ФРАГМЕНТ ДОКУМЕНТА =
Ап. Павел имеет в виду другой род «перевоплощения», когда говорит: «и уже не я живу, но живет во мне Христос» (Гал. 2,20). Здесь речь идет об «идентификации» через любовь, которая не разрушает собственную личность, но напротив, предполагает ее. Любовь соединяет нас со Христом и через Христа — со всем «коллективно–бессознательным», с универсальным опытом Церкви. И тогда, благодаря универсальной памяти, мы понимаем все и постигаем реальность в ее историческом и одновременно вечном контексте[422]. Можно было бы обратиться к текстам Вяч. Иванова об анамнетической роли искусства[423] или к глубоким размышлениям о. Павла Флоренского о памяти в седьмом письме Столпа и утверждения истины, которые протекают в русле тех же мыслей.
Слияние дискурсивного познания и познания интуитивного
Слияние дискурсивного познания с познанием интуитивным преодолевает разделение между различными формами познания. Но как достичь такого слияния? Флоренский отвечает, что мы познаем реальность благодаря двум функциям нашего разума: мы ясно видим реальность, и мы доказываем ее с помощью логических аргументов. Но надежны ли эти два способа познания? Непосредственная данность интуиции не влечет за собой ее несомненности. Она есть просто «данность». Каждый ей верит, потому что «видит» ее. Но это «вйдение может быть ошибочным»[424]. И вот почему разум желает объяснить и доказать то, что он видел. Он доказывает А через В, В через С и так ad infinitum[425]. И таким образом он попадает в порочный круг, и тогда интуиция ищет «доказательств», основанных на другой интуиции, более отдаленной.

[Записи коллекции]
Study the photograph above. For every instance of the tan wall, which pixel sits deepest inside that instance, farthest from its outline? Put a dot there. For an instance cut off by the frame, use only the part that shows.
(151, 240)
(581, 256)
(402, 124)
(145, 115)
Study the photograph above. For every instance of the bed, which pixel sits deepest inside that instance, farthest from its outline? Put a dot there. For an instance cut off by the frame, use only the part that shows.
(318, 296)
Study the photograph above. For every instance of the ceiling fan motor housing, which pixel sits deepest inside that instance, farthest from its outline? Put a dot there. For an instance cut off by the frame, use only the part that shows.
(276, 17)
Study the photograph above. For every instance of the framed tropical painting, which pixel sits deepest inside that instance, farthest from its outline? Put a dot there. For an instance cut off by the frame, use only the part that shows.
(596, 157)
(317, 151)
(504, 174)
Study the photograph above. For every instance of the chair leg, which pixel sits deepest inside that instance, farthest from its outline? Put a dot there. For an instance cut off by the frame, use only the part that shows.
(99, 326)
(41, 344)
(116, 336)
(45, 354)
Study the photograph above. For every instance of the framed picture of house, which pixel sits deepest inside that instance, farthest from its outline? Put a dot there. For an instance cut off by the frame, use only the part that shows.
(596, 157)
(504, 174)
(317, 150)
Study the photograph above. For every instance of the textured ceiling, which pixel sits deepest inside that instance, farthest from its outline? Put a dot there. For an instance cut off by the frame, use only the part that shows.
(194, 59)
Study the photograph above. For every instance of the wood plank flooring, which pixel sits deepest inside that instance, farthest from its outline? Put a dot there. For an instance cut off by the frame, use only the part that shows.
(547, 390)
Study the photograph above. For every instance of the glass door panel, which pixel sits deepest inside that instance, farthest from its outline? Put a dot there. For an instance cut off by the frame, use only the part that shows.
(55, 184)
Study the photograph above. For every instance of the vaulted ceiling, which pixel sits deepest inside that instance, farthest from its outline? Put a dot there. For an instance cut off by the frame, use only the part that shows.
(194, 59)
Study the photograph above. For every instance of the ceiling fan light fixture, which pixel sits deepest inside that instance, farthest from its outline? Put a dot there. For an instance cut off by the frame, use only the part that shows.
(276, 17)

ЗАДАНИЯ =
1. Перепишите дословно отрывок текста о познании от слов «Ап. Павел имеет» до слов «тех же мыслей.» включительно.
2. Пожалуйста, перепишите строки записей от строки с «Study the photograph above. For every instance of the vaulted» до конца записей включительно, заменив «light fixture» на «lamp» и больше ничего не меняя. Приведите только эти строки.
Текст и записи между собой никак не связаны.

ОТВЕТЫ =
1.
Ап. Павел имеет в виду другой род «перевоплощения», когда говорит: «и уже не я живу, но живет во мне Христос» (Гал. 2,20). Здесь речь идет об «идентификации» через любовь, которая не разрушает собственную личность, но напротив, предполагает ее. Любовь соединяет нас со Христом и через Христа — со всем «коллективно–бессознательным», с универсальным опытом Церкви. И тогда, благодаря универсальной памяти, мы понимаем все и постигаем реальность в ее историческом и одновременно вечном контексте[422]. Можно было бы обратиться к текстам Вяч. Иванова об анамнетической роли искусства[423] или к глубоким размышлениям о. Павла Флоренского о памяти в седьмом письме Столпа и утверждения истины, которые протекают в русле тех же мыслей.

2.
Study the photograph above. For every instance of the vaulted ceiling, which pixel sits deepest inside that instance, farthest from its outline? Put a dot there. For an instance cut off by the frame, use only the part that shows.
(194, 59)
Study the photograph above. For every instance of the ceiling fan lamp, which pixel sits deepest inside that instance, farthest from its outline? Put a dot there. For an instance cut off by the frame, use only the part that shows.
(276, 17)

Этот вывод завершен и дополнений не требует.